* Records for the task:
-----

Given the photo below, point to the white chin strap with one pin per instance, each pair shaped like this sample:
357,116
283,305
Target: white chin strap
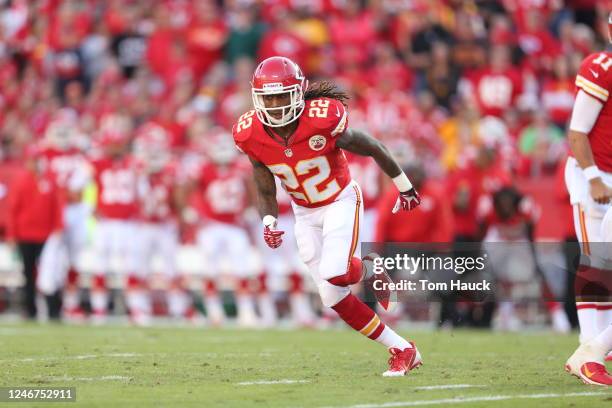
290,112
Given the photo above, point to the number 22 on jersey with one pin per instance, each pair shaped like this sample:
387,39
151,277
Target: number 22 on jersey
313,189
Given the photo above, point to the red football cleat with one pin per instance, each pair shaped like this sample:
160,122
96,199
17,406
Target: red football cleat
402,361
587,365
594,374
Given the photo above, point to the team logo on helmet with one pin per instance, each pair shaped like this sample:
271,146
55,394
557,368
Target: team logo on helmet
317,142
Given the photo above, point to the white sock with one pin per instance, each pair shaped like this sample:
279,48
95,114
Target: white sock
603,342
138,301
267,308
71,299
245,305
392,340
178,302
300,308
588,322
214,308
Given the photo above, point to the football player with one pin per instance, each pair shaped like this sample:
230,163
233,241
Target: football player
63,158
160,203
222,199
115,244
298,134
283,264
588,176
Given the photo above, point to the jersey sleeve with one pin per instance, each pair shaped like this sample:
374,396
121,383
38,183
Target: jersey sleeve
330,115
594,76
241,131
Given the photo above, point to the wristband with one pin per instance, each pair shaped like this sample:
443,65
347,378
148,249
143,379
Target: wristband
591,172
402,183
269,221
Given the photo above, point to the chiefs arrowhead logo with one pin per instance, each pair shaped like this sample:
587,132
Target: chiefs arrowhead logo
317,142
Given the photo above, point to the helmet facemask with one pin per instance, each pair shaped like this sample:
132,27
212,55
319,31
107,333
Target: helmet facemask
290,112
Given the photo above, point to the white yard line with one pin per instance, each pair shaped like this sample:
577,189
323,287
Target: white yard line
78,357
448,387
463,400
269,382
103,378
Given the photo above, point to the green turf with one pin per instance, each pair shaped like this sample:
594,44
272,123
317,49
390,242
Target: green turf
188,367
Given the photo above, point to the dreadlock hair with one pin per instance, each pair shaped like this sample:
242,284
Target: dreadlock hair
325,89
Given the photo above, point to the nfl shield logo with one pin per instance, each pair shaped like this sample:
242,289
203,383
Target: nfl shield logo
317,142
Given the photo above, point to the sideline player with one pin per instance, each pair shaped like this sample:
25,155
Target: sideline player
588,176
297,134
65,160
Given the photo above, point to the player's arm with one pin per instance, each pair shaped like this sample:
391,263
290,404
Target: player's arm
361,143
266,202
584,115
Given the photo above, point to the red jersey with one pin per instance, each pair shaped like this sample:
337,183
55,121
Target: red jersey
223,192
432,221
595,78
470,184
157,195
117,182
68,169
34,208
312,169
9,170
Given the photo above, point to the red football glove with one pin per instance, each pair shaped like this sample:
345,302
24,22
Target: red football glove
407,201
272,236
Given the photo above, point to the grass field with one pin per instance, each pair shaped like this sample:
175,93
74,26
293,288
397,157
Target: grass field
119,366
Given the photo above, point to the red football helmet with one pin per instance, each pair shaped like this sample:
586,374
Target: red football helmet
277,75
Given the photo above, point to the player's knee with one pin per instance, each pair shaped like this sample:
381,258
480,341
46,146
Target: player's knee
351,276
332,294
606,226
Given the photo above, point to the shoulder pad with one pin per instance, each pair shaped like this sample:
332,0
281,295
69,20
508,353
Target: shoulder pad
242,130
328,115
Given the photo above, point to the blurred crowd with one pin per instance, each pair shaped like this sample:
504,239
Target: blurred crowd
469,95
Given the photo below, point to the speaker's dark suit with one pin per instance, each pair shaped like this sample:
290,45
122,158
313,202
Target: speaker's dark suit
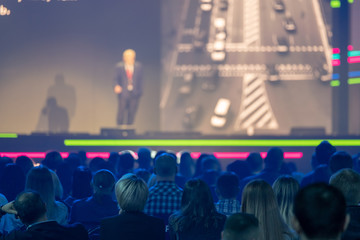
128,99
50,230
132,226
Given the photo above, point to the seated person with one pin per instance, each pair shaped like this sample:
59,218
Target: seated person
31,210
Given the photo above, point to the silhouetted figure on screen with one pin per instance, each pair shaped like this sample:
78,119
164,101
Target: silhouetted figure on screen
128,87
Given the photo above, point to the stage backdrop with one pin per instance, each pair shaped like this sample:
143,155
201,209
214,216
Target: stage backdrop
68,50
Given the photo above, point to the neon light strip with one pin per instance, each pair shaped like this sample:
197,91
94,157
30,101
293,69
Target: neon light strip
336,50
336,62
335,83
220,155
209,142
353,59
8,135
354,53
352,81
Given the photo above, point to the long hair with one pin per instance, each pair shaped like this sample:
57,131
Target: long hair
285,189
258,198
197,207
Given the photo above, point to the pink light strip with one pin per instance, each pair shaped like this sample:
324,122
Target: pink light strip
336,62
221,155
336,50
353,59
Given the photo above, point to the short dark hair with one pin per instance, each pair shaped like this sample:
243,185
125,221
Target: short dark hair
320,210
227,185
165,165
29,206
340,160
241,226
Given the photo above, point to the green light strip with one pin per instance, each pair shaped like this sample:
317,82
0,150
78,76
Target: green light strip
336,56
353,81
209,142
353,54
335,83
8,135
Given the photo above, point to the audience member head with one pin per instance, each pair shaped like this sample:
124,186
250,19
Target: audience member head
81,187
340,160
25,163
320,212
240,168
165,167
348,182
241,226
186,166
103,182
258,198
323,152
144,158
30,207
274,159
52,160
143,174
285,189
255,162
227,186
96,164
12,181
131,193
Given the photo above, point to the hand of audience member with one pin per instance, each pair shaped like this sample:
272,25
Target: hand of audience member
9,208
117,89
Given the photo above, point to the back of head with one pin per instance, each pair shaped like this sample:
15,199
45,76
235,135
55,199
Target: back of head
255,161
25,163
320,210
274,158
103,182
52,160
165,165
131,193
81,186
323,152
227,185
340,160
40,180
30,207
348,182
258,198
285,189
241,226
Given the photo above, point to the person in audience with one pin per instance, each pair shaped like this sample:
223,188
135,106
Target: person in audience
322,172
259,199
40,180
52,160
227,189
273,162
32,211
348,182
285,189
241,226
131,223
25,163
186,166
12,181
165,196
81,185
255,162
320,212
197,217
144,158
91,210
340,160
240,168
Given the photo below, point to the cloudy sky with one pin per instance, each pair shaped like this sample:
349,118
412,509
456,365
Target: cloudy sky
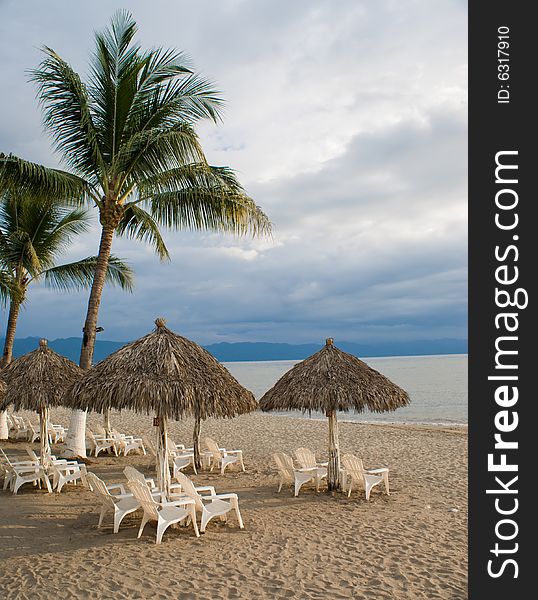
345,120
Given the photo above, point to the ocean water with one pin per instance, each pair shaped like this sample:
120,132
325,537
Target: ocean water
437,386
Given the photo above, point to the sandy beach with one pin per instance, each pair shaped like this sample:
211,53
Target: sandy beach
410,545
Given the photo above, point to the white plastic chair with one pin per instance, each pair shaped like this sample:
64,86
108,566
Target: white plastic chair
17,474
67,473
289,474
354,472
307,459
126,443
182,461
165,513
99,443
121,504
133,474
222,457
56,433
215,505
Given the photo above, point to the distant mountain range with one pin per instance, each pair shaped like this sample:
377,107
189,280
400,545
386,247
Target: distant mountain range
252,351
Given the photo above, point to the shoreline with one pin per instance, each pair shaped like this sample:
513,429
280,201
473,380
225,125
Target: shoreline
418,424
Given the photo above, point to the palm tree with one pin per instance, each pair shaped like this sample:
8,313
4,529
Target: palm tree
33,234
127,136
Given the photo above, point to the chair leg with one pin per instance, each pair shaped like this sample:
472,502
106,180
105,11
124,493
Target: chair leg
102,515
206,517
118,518
193,519
162,526
145,519
235,505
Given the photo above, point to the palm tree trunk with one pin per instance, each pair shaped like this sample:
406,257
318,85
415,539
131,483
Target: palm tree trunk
106,420
163,469
14,309
44,444
76,439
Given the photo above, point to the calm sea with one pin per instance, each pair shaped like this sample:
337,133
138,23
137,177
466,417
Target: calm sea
437,386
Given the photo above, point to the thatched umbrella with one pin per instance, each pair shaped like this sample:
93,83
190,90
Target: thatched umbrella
37,381
167,375
329,381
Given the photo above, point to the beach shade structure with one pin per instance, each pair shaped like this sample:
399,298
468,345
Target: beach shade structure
36,381
166,375
330,381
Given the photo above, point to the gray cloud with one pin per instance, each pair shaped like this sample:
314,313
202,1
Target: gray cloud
348,124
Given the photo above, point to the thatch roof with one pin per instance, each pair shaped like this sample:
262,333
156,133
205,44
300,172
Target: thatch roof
37,379
165,374
333,380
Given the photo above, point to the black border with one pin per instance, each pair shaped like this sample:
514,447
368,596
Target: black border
495,127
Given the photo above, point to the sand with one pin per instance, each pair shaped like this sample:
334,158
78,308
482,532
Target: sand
410,545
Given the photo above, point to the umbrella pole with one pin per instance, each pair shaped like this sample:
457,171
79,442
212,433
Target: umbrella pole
196,442
108,428
163,470
44,435
333,470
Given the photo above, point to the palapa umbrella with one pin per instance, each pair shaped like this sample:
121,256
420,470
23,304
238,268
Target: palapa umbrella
167,375
329,381
37,381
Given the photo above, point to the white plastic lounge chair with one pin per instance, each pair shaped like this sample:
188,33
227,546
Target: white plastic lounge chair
17,474
215,505
23,430
67,473
222,457
165,513
99,443
289,474
307,460
354,472
133,474
121,504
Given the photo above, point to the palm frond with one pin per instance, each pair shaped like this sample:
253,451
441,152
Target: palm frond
211,209
80,274
67,115
116,65
153,152
26,178
10,290
139,225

-----

Please convert the lines of the records from the line with "Given the photo above, point to the white plastic lounge" through the end of the records into a Markdown table with the columns Row and Record text. Give each line a row number and leave out blank lines.

* Expected output:
| Row | Record text |
|---|---|
| 1 | Given the photo above, point to the white plastic lounge chair with one pin per instance, each pair shaped like this sample: |
| 2 | 188,33 |
| 3 | 227,546 |
| 4 | Target: white plastic lounge chair |
| 5 | 17,474 |
| 6 | 215,505 |
| 7 | 23,430 |
| 8 | 67,473 |
| 9 | 222,457 |
| 10 | 165,513 |
| 11 | 99,443 |
| 12 | 289,474 |
| 13 | 307,460 |
| 14 | 354,472 |
| 15 | 133,474 |
| 16 | 121,504 |
| 17 | Given the photo above, point to the palm frond with one pin per instance, each pair shaped like this sample: |
| 18 | 253,451 |
| 19 | 441,152 |
| 20 | Target: palm frond |
| 21 | 211,209 |
| 22 | 80,274 |
| 23 | 67,115 |
| 24 | 116,65 |
| 25 | 153,152 |
| 26 | 26,178 |
| 27 | 10,290 |
| 28 | 139,225 |